— Passage —
* Start *

If the kids from “Glee” went to the high school from Prom Night, the result would be Stage Fright. Director Jerome Sable (who adapted Stage Fright from his short “The Legend of Beaver Dam”) is clearly a fan of the classic slasher films, yet the cast of Stage Fright breaks into song every chance they get. The musical numbers coupled with the choreography of Paul Becker (no stranger to horror choreography with credits that include Cabin in the Woods, The Wicker Man, and Sucker Punch) makes Stage Fright an amusing little mash-up of two distinctly different types of movies. Stage Fright hits all the stereotypes and tropes of each respective genre, creating a very purposeful parody of both.
The whole plot of Stage Fright is a tribute to The Phantom of the Opera, right down to the title of the play which the camp selects to perform, but the influence of classic films does not stop with that. There are a ton of fun and sneaky references to other movies in Stage Fright; it’s one of those movies that will be most enjoyed by loyal fans of horror movies and Hollywood musicals, because it contains nods to several films from both canons, both visually and musically. It’s a bit like “The Simpsons” in that it gets funnier as the knowledge base of the viewer grows, and subsequent views will undoubtedly reveal even more sly little winks. It’s all part of Stage Fright‘s master plan to pay tribute to what has come before, and it accomplishes it in the most original way possible.
The reason for beginning this review with a disclaimer is this: Stage Fright is not for everyone. Personally, I thought it was great. It does have issues, but the merging of two distinct genres that I love into one cohesive film was enough for me to overlook them. People who don’t have the same appreciation for campy musicals may not agree. Those who do love to see people literally singing their guts out, Stage Fright is for you.

* End *

— Required tasks —
1 – Do these statements agree with the Stage Fright review? (a) Jerome Sable adapted the film from his own short. (b) The film's plot is a tribute to The Wizard of Oz. (c) The reviewer thinks the film will appeal to everyone. Answer yes or no for each and quote the words of the review that decide it.
2 – According to the Stage Fright review, who did the film's choreography?
3 – Reproduce the part of the Stage Fright review starting at "If the kids" and ending at "parody of both.".
The entries that follow have no connection to the Stage Fright review.

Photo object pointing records
* Start *

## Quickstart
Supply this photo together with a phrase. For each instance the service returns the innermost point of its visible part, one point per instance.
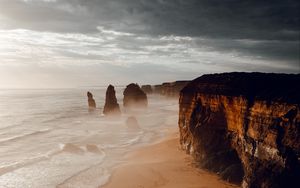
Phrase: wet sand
(163, 165)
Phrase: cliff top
(263, 86)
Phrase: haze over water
(48, 138)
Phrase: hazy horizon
(76, 43)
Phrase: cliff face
(245, 126)
(170, 89)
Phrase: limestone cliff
(244, 126)
(170, 89)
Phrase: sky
(79, 43)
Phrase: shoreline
(165, 165)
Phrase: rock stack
(132, 123)
(134, 96)
(91, 101)
(111, 106)
(147, 89)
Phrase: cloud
(130, 37)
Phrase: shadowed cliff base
(244, 126)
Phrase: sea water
(48, 138)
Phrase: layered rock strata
(170, 89)
(111, 106)
(91, 101)
(244, 126)
(134, 96)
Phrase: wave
(18, 137)
(69, 148)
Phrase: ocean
(48, 138)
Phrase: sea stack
(91, 101)
(244, 126)
(134, 96)
(111, 106)
(132, 123)
(147, 89)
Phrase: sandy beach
(163, 165)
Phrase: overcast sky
(71, 43)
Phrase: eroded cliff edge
(244, 126)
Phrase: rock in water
(111, 106)
(246, 126)
(134, 96)
(132, 123)
(147, 89)
(91, 101)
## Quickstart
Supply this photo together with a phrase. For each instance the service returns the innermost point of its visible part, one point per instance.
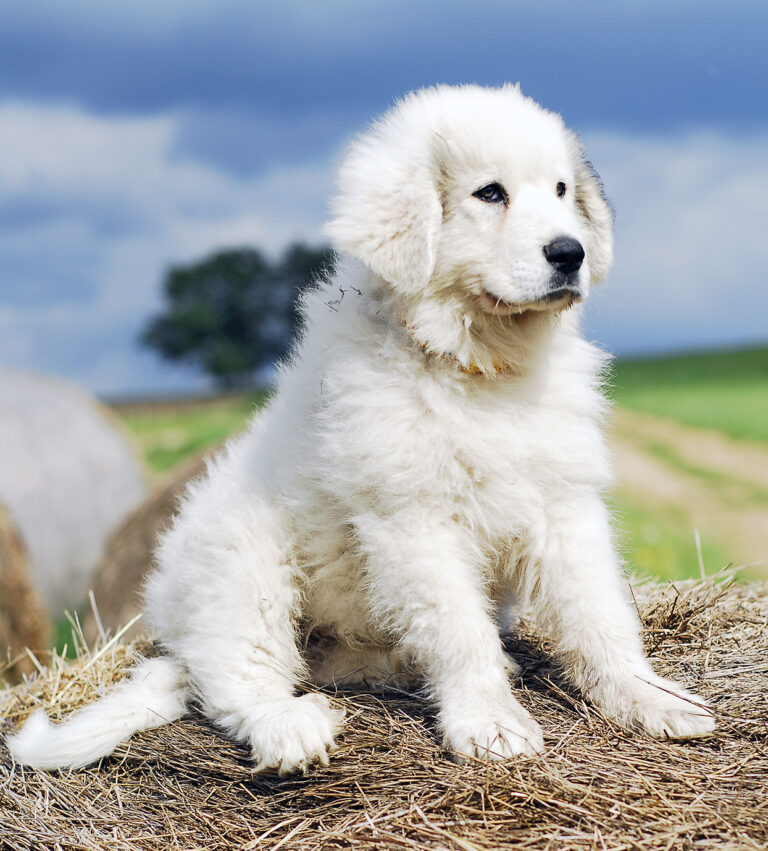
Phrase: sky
(138, 135)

* End *

— Worked solutions —
1 –
(a) Yes: "who adapted Stage Fright from his short “The Legend of Beaver Dam”"
(b) No: "The whole plot of Stage Fright is a tribute to The Phantom of the Opera"
(c) No: "Stage Fright is not for everyone"

2 – Paul Becker.

3 –
If the kids from “Glee” went to the high school from Prom Night, the result would be Stage Fright. Director Jerome Sable (who adapted Stage Fright from his short “The Legend of Beaver Dam”) is clearly a fan of the classic slasher films, yet the cast of Stage Fright breaks into song every chance they get. The musical numbers coupled with the choreography of Paul Becker (no stranger to horror choreography with credits that include Cabin in the Woods, The Wicker Man, and Sucker Punch) makes Stage Fright an amusing little mash-up of two distinctly different types of movies. Stage Fright hits all the stereotypes and tropes of each respective genre, creating a very purposeful parody of both.